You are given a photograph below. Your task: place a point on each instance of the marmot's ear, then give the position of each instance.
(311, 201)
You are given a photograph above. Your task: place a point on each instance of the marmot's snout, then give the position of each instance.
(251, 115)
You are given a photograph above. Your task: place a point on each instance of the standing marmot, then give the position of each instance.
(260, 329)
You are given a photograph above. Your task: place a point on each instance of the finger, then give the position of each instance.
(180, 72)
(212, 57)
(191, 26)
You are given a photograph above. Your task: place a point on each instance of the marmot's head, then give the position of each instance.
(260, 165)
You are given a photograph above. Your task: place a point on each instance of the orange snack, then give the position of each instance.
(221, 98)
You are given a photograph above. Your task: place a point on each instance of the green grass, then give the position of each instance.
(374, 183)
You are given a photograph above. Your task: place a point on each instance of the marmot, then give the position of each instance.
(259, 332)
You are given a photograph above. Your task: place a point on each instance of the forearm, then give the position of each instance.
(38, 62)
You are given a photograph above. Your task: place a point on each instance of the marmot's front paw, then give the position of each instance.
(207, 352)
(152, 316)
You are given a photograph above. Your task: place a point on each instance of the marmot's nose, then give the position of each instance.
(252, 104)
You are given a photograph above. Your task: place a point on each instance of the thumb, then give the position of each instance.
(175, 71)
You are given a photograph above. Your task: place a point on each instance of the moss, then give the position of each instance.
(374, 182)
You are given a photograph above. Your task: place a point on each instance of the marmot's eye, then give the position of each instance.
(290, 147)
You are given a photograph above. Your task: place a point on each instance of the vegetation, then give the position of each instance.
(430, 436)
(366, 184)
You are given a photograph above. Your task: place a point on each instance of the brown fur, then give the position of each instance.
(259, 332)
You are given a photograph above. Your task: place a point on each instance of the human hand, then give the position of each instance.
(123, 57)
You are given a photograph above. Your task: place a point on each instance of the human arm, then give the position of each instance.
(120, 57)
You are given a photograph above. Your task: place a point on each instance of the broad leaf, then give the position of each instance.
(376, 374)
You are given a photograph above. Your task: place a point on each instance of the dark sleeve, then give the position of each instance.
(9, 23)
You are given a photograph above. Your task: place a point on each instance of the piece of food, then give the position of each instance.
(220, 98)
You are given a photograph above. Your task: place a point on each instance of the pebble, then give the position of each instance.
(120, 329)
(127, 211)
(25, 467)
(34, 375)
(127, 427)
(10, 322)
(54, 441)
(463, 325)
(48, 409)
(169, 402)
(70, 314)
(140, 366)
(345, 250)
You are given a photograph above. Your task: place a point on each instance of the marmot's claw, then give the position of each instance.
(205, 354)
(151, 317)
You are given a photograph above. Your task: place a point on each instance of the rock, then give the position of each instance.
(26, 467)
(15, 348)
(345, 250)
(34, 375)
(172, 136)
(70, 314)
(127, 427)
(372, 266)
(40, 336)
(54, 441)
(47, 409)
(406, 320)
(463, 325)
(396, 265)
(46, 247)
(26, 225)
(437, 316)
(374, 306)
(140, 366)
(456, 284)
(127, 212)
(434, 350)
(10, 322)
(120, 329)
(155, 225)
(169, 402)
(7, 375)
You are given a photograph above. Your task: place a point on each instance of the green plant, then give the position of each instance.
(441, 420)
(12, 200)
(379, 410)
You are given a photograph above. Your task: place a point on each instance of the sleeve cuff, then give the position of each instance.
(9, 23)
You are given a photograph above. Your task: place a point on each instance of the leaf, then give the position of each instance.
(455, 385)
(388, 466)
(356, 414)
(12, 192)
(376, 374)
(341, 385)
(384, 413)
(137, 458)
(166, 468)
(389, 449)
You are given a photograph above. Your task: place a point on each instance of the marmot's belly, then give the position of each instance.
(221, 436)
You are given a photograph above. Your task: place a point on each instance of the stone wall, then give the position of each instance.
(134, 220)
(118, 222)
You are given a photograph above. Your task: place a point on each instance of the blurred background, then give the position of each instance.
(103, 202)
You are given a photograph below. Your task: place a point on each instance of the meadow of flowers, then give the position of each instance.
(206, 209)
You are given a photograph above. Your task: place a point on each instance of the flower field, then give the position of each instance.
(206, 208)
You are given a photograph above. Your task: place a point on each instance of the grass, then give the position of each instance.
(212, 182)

• **What you should do**
Reproduce each entry above exactly, keeping every word.

• **Finished exercise**
You are given a photograph below. Your task: place a point on each instance of the marmot's ear, then give the position of each instance.
(311, 201)
You are given a photograph above. Your task: place a point on each instance of the marmot's snout, then give the position of each instance.
(251, 115)
You are given a photograph above. Your task: place a point on each instance of the standing marmot, then give the position of each instance.
(260, 329)
You are given a photograph above. Your task: place a point on each instance of the finger, then give the position of each instance.
(180, 72)
(212, 57)
(191, 26)
You are given a photograph above. Your task: place a point on each instance of the marmot's head, then give the position of each instance.
(260, 165)
You are given a photograph above. Your task: place a point on each instance of the orange snack, then give the position of each instance.
(221, 98)
You are given a photograph above. Your task: place a point on each instance of the green grass, then give the position of each instance.
(374, 183)
You are given a photograph above. Your task: place a point on each instance of the marmot, then give the position of each instance.
(259, 332)
You are given a photograph above. Your task: place a point on each instance of the forearm, then give the position of each instance.
(38, 62)
You are given a photograph above. Your task: place a point on each instance of the marmot's front paw, then give the position of each instance.
(207, 352)
(152, 316)
You are given a photograph above. Your task: place a point on each instance of the marmot's nose, then give the position of each instance.
(252, 104)
You are given a photograph above. Your task: place a point on each instance of the thumb, then give the position of each instance.
(175, 71)
You are given a photograph above. Your task: place a point on each instance of the moss, then give the position of each instance.
(374, 182)
You are given a photograph above. Your task: place a point on each instance of the marmot's eye, then give the position of each instance.
(290, 147)
You are given a photograph above. Your task: place a point on each instance of the vegetation, then give the position of each instance.
(430, 436)
(366, 184)
You are given a photograph above. Your task: place a point on each instance of the brown fur, then give the position of each instance.
(259, 332)
You are given a photograph above. Your task: place a point on each instance of the human hand, then give the position of each instance.
(123, 57)
You are given a photograph above. Your task: place a point on each instance of the human arm, then give the position of each instance.
(120, 57)
You are given a photograph above. Your task: place a point on each instance of the broad leaf, then give the position of each instance.
(376, 374)
You are given a photograph above. Your task: place a point on each instance of the dark sleeve, then give the position of each instance.
(9, 23)
You are given a photograph above. Your task: place a point on each instance of the piece of food, then give the position of each instance.
(220, 98)
You are given a photograph above. Your task: place a point on each instance of the pebble, then give the position of each instance.
(120, 329)
(127, 211)
(25, 467)
(34, 375)
(127, 427)
(10, 322)
(54, 441)
(463, 325)
(48, 409)
(169, 402)
(70, 314)
(140, 366)
(345, 250)
You are given a photograph above. Your task: place a point on each instance of the marmot's claw, then give the position of each instance.
(205, 354)
(151, 317)
You are given a photograph above. Your task: place a point on each instance of the rock, then give the position of each instance.
(26, 467)
(15, 348)
(345, 250)
(34, 375)
(172, 136)
(70, 314)
(127, 427)
(372, 266)
(40, 336)
(54, 441)
(47, 409)
(406, 320)
(463, 325)
(396, 265)
(46, 247)
(26, 225)
(437, 316)
(374, 306)
(140, 366)
(456, 284)
(127, 212)
(434, 350)
(10, 322)
(120, 329)
(155, 225)
(169, 402)
(7, 375)
You are given a photograph above. Your task: place a point on each instance of the green plant, then give the position of each instance.
(441, 420)
(12, 200)
(379, 410)
You are given a photograph above. Your task: place a point on each instance of the sleeve cuff, then give the position of each instance.
(9, 23)
You are given a photograph above. Your task: place a point on each instance of the leaf, then give the position of each instance.
(455, 385)
(388, 466)
(356, 414)
(12, 192)
(376, 374)
(341, 385)
(384, 413)
(137, 458)
(166, 468)
(389, 449)
You are given a photograph above. Your task: place a point on each instance of the marmot's belly, then give the position of each instance.
(221, 436)
You are given a photograph above. Your task: place a point on each instance of the stone wall, then give the position of each instance.
(134, 220)
(118, 222)
You are given a photograph above. Your task: place a point on each instance of the blurred background, then give the position of each instance.
(103, 202)
You are given a photograph below. Your task: place a point on each instance of the meadow of flowers, then give the position of each instance.
(206, 209)
You are given a photograph above. Your task: place a point on each instance of the flower field, then give the position of each instance.
(206, 208)
You are given a photograph above. Your task: place a point on each instance of the grass, then give the position of each instance.
(212, 182)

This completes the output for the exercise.